EXERCISE INPUT >>
»»
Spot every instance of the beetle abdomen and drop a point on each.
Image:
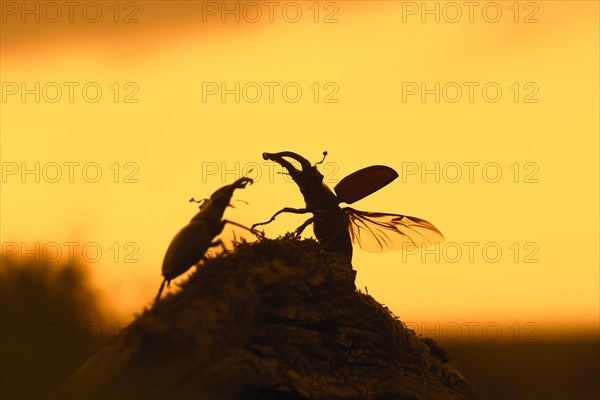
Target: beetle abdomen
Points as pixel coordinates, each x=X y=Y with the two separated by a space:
x=186 y=249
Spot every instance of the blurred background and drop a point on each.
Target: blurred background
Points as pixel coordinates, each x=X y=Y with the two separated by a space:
x=114 y=114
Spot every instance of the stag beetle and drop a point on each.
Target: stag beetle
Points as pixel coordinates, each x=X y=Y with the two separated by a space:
x=336 y=227
x=191 y=243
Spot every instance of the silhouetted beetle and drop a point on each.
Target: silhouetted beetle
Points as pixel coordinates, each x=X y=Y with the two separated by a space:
x=191 y=243
x=335 y=227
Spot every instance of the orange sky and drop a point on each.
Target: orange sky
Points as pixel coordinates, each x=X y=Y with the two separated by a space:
x=151 y=125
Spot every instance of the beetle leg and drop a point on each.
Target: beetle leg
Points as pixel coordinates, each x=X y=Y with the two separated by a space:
x=218 y=243
x=251 y=230
x=286 y=209
x=302 y=227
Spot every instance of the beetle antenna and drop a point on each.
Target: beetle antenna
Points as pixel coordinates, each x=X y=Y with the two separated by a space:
x=321 y=162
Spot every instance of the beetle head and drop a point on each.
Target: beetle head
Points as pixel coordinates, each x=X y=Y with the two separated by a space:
x=224 y=194
x=308 y=175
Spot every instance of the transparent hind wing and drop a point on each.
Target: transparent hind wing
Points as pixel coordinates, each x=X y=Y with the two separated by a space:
x=379 y=232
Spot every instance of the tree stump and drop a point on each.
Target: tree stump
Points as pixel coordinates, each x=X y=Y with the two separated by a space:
x=274 y=319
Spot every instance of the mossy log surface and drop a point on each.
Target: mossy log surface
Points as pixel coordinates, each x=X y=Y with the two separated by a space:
x=274 y=319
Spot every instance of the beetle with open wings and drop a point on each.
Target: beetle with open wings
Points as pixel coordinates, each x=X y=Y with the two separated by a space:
x=337 y=228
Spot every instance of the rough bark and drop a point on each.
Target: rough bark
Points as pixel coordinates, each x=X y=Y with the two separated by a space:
x=275 y=319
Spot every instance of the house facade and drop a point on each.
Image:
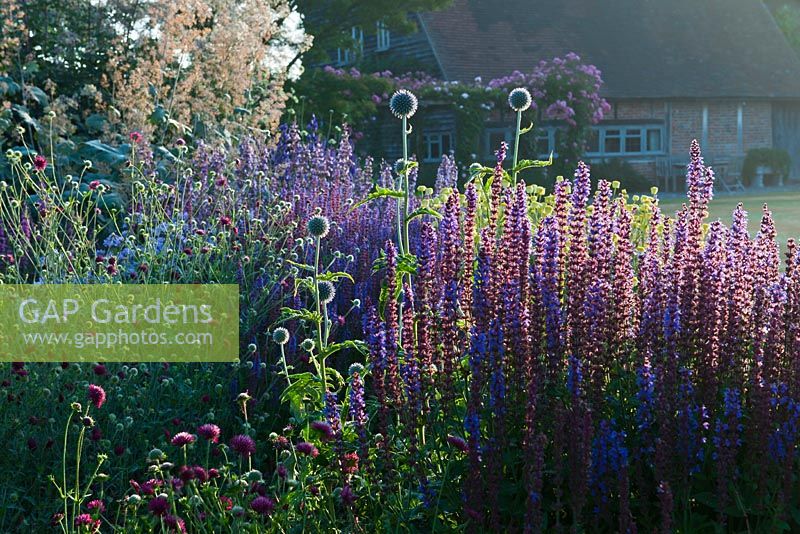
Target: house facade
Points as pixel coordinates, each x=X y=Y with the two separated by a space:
x=720 y=71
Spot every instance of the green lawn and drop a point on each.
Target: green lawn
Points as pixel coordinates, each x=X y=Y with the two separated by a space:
x=785 y=207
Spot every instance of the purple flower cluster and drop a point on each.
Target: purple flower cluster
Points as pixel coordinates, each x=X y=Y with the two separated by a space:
x=547 y=321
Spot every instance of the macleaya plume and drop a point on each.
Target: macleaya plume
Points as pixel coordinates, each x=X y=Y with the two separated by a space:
x=427 y=307
x=609 y=458
x=333 y=417
x=391 y=377
x=411 y=375
x=471 y=197
x=358 y=414
x=577 y=261
x=497 y=189
x=713 y=310
x=548 y=247
x=473 y=486
x=447 y=174
x=449 y=270
x=727 y=441
x=377 y=347
x=625 y=305
x=516 y=244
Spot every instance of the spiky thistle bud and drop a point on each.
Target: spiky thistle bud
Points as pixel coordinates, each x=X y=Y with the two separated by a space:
x=327 y=292
x=520 y=99
x=280 y=336
x=319 y=226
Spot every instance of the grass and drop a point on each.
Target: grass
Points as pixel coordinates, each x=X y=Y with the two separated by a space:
x=785 y=207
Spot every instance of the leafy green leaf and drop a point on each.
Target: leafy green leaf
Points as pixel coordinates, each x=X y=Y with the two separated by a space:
x=532 y=163
x=301 y=265
x=98 y=151
x=419 y=212
x=379 y=192
x=335 y=277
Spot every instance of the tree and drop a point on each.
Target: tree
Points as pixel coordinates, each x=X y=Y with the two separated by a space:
x=330 y=21
x=209 y=63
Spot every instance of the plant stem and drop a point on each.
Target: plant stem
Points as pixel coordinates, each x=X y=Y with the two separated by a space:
x=407 y=196
x=516 y=146
x=319 y=315
x=64 y=467
x=285 y=368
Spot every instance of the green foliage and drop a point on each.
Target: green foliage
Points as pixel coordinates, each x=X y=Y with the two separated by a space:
x=330 y=21
x=619 y=170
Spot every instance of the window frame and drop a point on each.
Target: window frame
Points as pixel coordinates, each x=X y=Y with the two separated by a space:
x=347 y=56
x=627 y=131
x=427 y=142
x=383 y=37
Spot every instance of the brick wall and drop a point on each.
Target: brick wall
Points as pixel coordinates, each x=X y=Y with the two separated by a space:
x=722 y=141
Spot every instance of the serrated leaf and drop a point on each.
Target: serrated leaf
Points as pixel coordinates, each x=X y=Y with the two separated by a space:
x=335 y=277
x=290 y=314
x=301 y=265
x=408 y=166
x=533 y=163
x=419 y=212
x=380 y=192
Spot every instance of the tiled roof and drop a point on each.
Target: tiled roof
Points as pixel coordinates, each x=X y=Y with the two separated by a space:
x=645 y=48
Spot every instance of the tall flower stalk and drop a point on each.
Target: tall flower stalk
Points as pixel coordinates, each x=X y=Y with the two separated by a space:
x=520 y=100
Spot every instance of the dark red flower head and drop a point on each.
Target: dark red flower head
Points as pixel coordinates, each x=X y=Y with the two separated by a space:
x=97 y=395
x=209 y=431
x=262 y=505
x=244 y=445
x=40 y=163
x=182 y=438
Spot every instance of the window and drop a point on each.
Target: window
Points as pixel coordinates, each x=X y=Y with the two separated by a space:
x=495 y=136
x=384 y=38
x=625 y=140
x=437 y=144
x=345 y=56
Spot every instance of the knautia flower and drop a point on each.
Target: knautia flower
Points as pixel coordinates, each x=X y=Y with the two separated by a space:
x=327 y=292
x=39 y=163
x=520 y=99
x=86 y=523
x=262 y=505
x=280 y=336
x=325 y=430
x=182 y=438
x=97 y=395
x=159 y=505
x=243 y=445
x=403 y=104
x=209 y=431
x=175 y=524
x=318 y=226
x=307 y=448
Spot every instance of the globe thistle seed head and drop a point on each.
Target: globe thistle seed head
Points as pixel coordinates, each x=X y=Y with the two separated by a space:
x=319 y=226
x=520 y=99
x=327 y=292
x=280 y=336
x=403 y=104
x=355 y=368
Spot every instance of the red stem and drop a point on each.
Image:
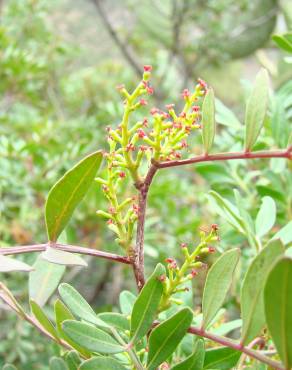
««
TO DO >>
One stretch of the lines above is wanted, from the line that contains "Target: window frame" through the line that contains "Target: dark red flower head". Output it exactly.

WRITTEN ANSWER >>
Target: window frame
Points as pixel coordinates, each x=X y=Y with the two separated by a space:
x=347 y=56
x=627 y=131
x=427 y=142
x=383 y=37
Spot every instance of the brick wall and drop a point on each.
Target: brick wall
Points as pixel coordinates, each x=X y=Y with the two separated by a space:
x=722 y=141
Spot every instance of the serrated leaf and drop a point on each.
Target: serrated leaf
Points as pixel coordinates, each x=X y=Y with the two separated by a space:
x=335 y=277
x=290 y=314
x=301 y=265
x=408 y=166
x=533 y=163
x=419 y=212
x=380 y=192
Spot every instance of the tiled roof and drop a point on each.
Target: tiled roof
Points as pixel coordinates, each x=X y=Y with the two separated by a space:
x=645 y=48
Spot every instance of the tall flower stalk and drop a point on each.
Target: tall flower stalk
Points as pixel coordinates, each x=X y=Y with the two separated by a space:
x=520 y=100
Spot every instance of the dark red flower head and drop a point on each.
Target: dark red flower head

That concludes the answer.